## Required task A:
Rewrite the part of the article about the Oconto Falls wrestling coaches from "The wrestlers tend" up to and including "in many areas.", replacing "attentively" with "closely".

## Page:
┏━━

At the University of Wisconsin-Stevens Point, Nielsen won 53 matches in his three seasons. After college, he accepted a job as the special education teacher at Washington Middle School.

When he graduated from UWSP last spring, he didn’t know what he wanted to do for a profession.

“I just didn’t know where I wanted to work, if it was special education or with adults with disabilities,” Nielsen said. “A job opened up at Oconto Falls and I saw an opportunity to come back and be involved in the community that I grew up in, so I applied.”

Nielsen landed the job as a special education teacher at Washington Middle School.

“I’ve always wanted to coach wrestling, whether it was back home or wherever I got a job,” Nielsen said. “Once I realized I was coming home, I had a conversation with Marc (Kinziger) and Dave (Brasier) about if there was anything I could do to help the program, and an opportunity opened up to be an assistant coach.”

Ash, who finished 26-6 at the 132-pound weight class as a senior at Oconto Falls, enrolled at Fox Valley Technical College upon graduation and was commuting to campus every day from Oconto Falls. He’d get back home from class around 2 p.m., and saw the chance to coach since he was in town each afternoon.

“My brother (Bryce) was still there, and a lot of guys that were on the team with me were still wrestling, so I wanted to try and help those guys succeed,” Ash said.

Ash spent his first two seasons coaching as a volunteer assistant before becoming a full-time assistant this season. Ash works in the school district as a mechanic at the bus garage. He is also the Oconto Falls wrestling team’s bus driver for away competitions.

Kinziger and his coaches are always trying to get back former wrestlers to help with the program.

“It’s not like it just happened, we’ve been looking,” Kinziger said. “It’s just the right guys haven’t been back in town. With job schedules that most young guys have, it’s tough.”

“Wrestling’s one of those sports that when you’re in it, it’s part of your life forever,” Ash said. “Over Christmas break we’ll have like eight to 10 guys come back from college and head up to the room to wrestle.”

Since both Nielsen and Ash are young — Nielsen is 25 and Ash, 21 — they relate well to the high school wrestlers.

“They know that it wasn’t long ago I was going through the same process, the same program, wrestling at the same tournaments and going through the lull of January,” Nielsen said.

The wrestlers tend to listen a little more attentively and take stock in what they are told by Nielsen and Ash.

“They get, like, the newer trends,” senior wrestler Trevor Pankratz said. “The other coaches are like, ‘What?’”

Nielsen and Ash, who are varsity and middle school football coaches as well, provide a wealth of wrestling knowledge in many areas.

“The one big thing is probably with the weight management,” Ash said. “They probably don’t believe the older coaches what they’re telling them, because they’re so far out of it. But I still remember what I had to go through to get down to weight every week.”

After wrestling collegiately, Nielsen feels he has plenty of things on and off the mat he can teach the varsity wrestlers.

“Some of the things I bring technique-wise are from the college level, or fine-tuning some things that have already been established with takedowns and your stance and standups — things like that,” Nielsen said. “Things that all these kids have learned and established. I bring in a little more fine-tuning and getting them a little more exactly in the right position.”

┗━━

## Provided data:
┏━━

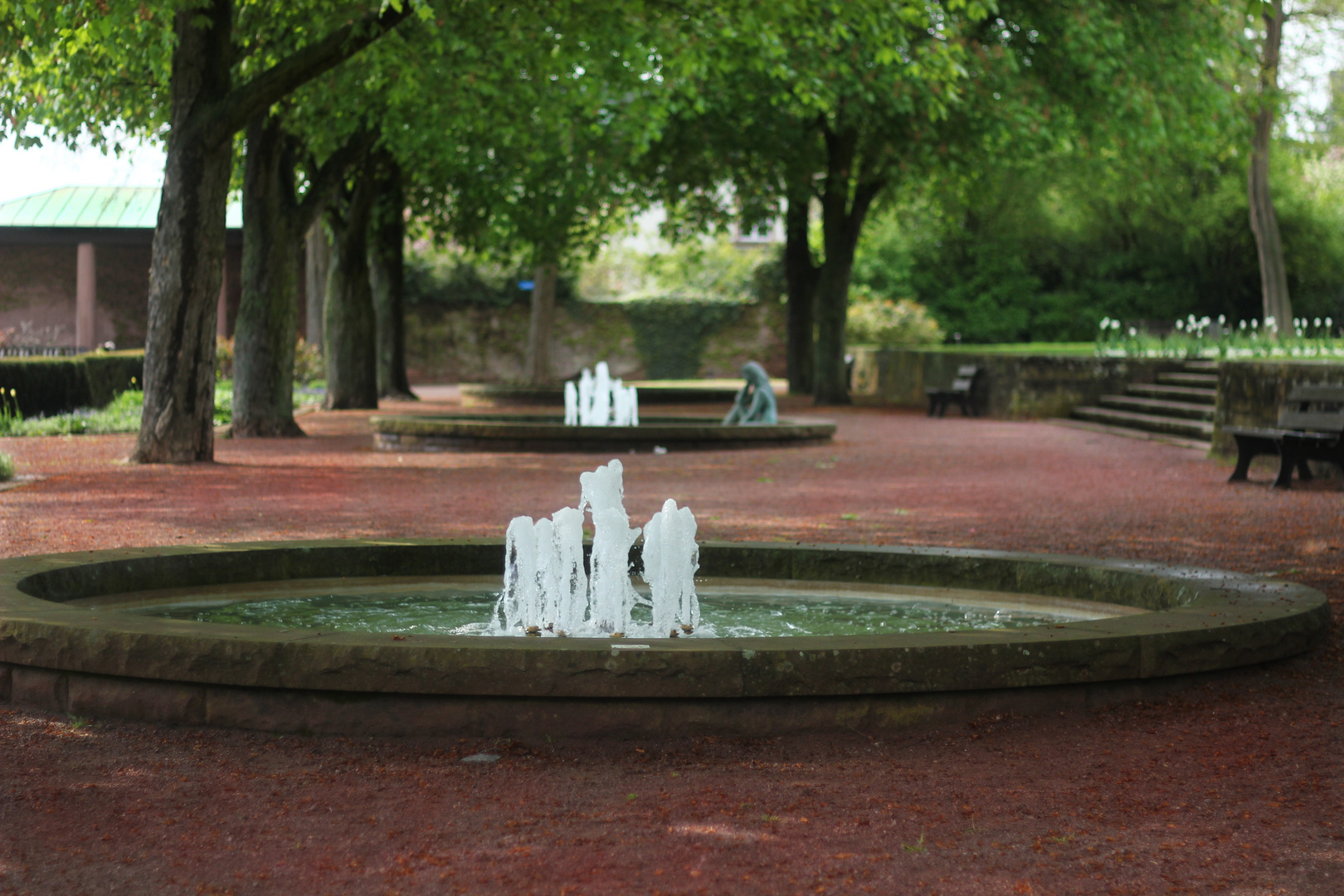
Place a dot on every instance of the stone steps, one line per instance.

┗━━
┏━━

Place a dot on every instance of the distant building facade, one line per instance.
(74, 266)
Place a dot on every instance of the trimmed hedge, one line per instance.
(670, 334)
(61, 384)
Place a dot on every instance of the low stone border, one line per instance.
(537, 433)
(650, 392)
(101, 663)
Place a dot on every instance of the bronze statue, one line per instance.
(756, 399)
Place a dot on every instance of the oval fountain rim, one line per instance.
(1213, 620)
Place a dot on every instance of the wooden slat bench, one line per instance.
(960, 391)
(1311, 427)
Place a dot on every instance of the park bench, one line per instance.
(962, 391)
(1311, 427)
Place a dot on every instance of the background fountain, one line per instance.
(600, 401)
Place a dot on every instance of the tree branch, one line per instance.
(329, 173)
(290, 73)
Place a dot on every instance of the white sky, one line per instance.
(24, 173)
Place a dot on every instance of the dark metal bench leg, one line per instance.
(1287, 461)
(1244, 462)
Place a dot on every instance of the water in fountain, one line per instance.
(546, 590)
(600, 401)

┗━━

## Required task B:
List every line of the entries above that contains the string "bench". Treat uppercase and lowercase letters as different.

## Correct answer A:
The wrestlers tend to listen a little more closely and take stock in what they are told by Nielsen and Ash.

“They get, like, the newer trends,” senior wrestler Trevor Pankratz said. “The other coaches are like, ‘What?’”

Nielsen and Ash, who are varsity and middle school football coaches as well, provide a wealth of wrestling knowledge in many areas.

## Correct answer B:
Place a dot on every instance of the wooden slat bench, one line per instance.
Place a dot on every instance of the park bench, one line per instance.
Place a dot on every instance of the dark metal bench leg, one line per instance.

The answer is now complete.